Point localization data:

* * * * * * * * *

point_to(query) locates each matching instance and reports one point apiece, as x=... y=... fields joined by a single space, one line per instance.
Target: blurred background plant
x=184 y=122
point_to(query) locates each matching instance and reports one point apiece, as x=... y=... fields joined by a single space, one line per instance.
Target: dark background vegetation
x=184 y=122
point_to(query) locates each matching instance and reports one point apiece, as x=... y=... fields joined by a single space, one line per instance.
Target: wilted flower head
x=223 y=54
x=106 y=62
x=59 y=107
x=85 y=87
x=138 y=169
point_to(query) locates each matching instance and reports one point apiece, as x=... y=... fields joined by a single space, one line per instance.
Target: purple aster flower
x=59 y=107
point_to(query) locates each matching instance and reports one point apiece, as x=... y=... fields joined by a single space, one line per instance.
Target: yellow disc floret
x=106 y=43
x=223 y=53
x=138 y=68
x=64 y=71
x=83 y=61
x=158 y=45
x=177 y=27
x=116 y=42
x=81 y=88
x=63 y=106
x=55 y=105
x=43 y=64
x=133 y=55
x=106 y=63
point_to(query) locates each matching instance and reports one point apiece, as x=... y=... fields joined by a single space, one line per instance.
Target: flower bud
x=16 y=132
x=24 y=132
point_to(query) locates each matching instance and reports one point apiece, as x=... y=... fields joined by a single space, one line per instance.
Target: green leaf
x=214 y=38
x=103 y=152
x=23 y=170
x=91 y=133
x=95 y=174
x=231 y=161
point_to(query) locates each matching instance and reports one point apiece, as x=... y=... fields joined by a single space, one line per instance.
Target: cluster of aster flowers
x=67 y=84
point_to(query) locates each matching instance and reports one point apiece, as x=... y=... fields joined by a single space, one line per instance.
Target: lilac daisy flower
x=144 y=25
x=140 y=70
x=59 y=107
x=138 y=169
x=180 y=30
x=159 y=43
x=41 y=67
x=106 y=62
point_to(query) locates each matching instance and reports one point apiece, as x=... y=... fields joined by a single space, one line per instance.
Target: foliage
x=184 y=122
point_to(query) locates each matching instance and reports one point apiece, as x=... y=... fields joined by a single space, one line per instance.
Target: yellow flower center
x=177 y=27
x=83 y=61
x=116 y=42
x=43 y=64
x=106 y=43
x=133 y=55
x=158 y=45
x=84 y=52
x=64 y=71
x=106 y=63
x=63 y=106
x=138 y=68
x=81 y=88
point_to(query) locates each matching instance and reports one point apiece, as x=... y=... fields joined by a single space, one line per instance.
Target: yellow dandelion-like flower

* * * * * * * * *

Task prompt:
Please reproduce every line shown above, exactly as written.

Output:
point_to(query) locates each matching instance and reports one point apiece, as x=... y=... fields joined by a single space, one line per instance.
Target: blurred background plant
x=184 y=122
point_to(query) locates each matching instance and reports one point apiece, as x=... y=... fields joined by a single space, one line per instance.
Target: dark background vegetation
x=184 y=122
point_to(query) locates each matching instance and reports one point apiece, as x=... y=... fields joined by a single space, one line per instance.
Target: wilted flower head
x=223 y=54
x=106 y=62
x=59 y=107
x=85 y=87
x=138 y=169
point_to(query) locates each matching instance and reports one point apiece, as x=... y=... fields joined by a single space, one line per instance.
Target: purple aster flower
x=59 y=107
point_to(query) locates each matching instance and reports one point apiece, as x=... y=... fields joined by a single space, one line per instance.
Target: yellow disc floret
x=106 y=43
x=223 y=53
x=138 y=68
x=64 y=71
x=83 y=61
x=158 y=45
x=177 y=27
x=116 y=42
x=81 y=88
x=63 y=106
x=55 y=105
x=43 y=64
x=133 y=55
x=106 y=63
point_to(query) locates each matching instance and reports one point apiece, as x=... y=... fields joined by a single space, one line per instance.
Target: flower bud
x=16 y=132
x=24 y=132
point_to(query) locates each matching instance and reports one point apiece, as x=... y=... fields joined by a single space, one line per instance.
Target: green leaf
x=214 y=38
x=103 y=152
x=23 y=170
x=91 y=133
x=95 y=174
x=231 y=161
point_to(query) locates each matching instance and reports one point apiece, as x=... y=... fields joined by a single space, one line per instance.
Target: cluster of aster flowers
x=67 y=84
point_to(query) locates each matching instance and reports one point apiece, as x=... y=... fields joined by a single space, one line per instance.
Target: lilac daisy flower
x=144 y=25
x=140 y=70
x=59 y=107
x=138 y=169
x=180 y=30
x=159 y=43
x=41 y=67
x=106 y=62
point_to(query) locates each matching instance and reports one point apiece, as x=... y=... fields joined by a single space, one line per instance.
Target: foliage
x=184 y=122
point_to(query) locates each matching instance and reports one point apiece, as x=... y=... fields joined by a single space, one line per instance.
Target: yellow flower center
x=177 y=27
x=83 y=61
x=116 y=42
x=43 y=64
x=106 y=43
x=133 y=55
x=158 y=45
x=84 y=52
x=64 y=71
x=106 y=63
x=63 y=106
x=138 y=68
x=81 y=88
point_to(query) locates each matching instance and reports one point apiece, as x=... y=... fields joined by a single space, one line per instance.
Target: yellow dandelion-like flower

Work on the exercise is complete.